TASK OBJECTIVE: Compute how many lines in the listing below hold the string "path", then state only the result.

EXERCISE INPUTS:

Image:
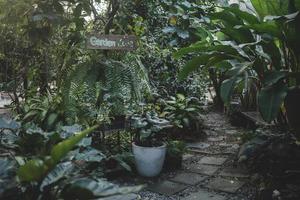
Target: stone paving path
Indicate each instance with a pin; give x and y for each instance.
(209, 168)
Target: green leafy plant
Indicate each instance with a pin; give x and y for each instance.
(148, 129)
(175, 151)
(184, 113)
(254, 52)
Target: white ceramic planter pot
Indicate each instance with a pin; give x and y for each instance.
(149, 160)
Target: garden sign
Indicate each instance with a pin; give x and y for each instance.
(111, 42)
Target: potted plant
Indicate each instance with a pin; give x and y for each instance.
(148, 148)
(175, 150)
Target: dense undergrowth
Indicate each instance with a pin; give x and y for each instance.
(188, 52)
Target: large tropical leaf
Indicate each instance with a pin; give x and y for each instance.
(270, 99)
(36, 169)
(227, 88)
(87, 188)
(273, 77)
(62, 149)
(56, 174)
(192, 65)
(33, 170)
(270, 7)
(249, 18)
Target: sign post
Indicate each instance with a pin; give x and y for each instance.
(112, 42)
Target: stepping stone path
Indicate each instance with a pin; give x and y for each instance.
(122, 197)
(212, 160)
(167, 188)
(208, 172)
(225, 185)
(204, 195)
(203, 169)
(188, 178)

THE ANSWER: 2